[Point annotations for photos]

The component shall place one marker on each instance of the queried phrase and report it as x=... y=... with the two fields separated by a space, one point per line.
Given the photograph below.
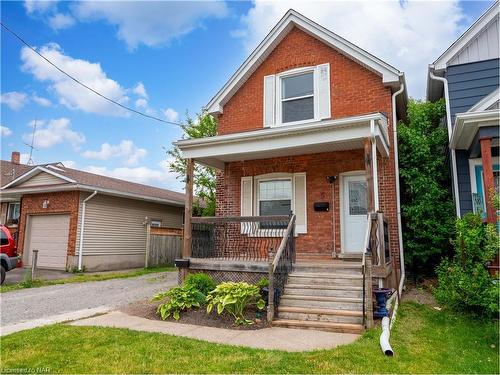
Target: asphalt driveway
x=28 y=304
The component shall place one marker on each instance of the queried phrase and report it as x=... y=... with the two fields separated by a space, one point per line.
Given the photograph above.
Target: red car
x=8 y=252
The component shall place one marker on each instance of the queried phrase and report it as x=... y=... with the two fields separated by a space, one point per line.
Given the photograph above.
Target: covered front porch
x=310 y=195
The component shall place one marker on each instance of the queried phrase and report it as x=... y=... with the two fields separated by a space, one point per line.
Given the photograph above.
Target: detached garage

Work to be completed —
Copy every row above word for word, leaving out the pictures.

Solution for this exercise —
The component shall place one marker on each instance of the queried phrase and report it as x=... y=... with the two fields separated by a space, one point per line.
Given the photograph below.
Target: asphalt driveway
x=28 y=304
The component shall place one marker on each instance of the queried phrase and report it as x=... y=... with the two fields separated by a space, one point per line.
Given the photograph above.
Target: red car
x=8 y=252
The component shall place one marker on each instance of the queried phrase and report it as x=... y=... with the two fields separated by a space, one point per line.
Given the photograph above.
Target: covered front porch
x=310 y=195
The component shall place one marker on each instance of the queried phrase and report it as x=... y=... with the two fields separated by a space, one point per line.
Given the photograph above.
Target: detached garage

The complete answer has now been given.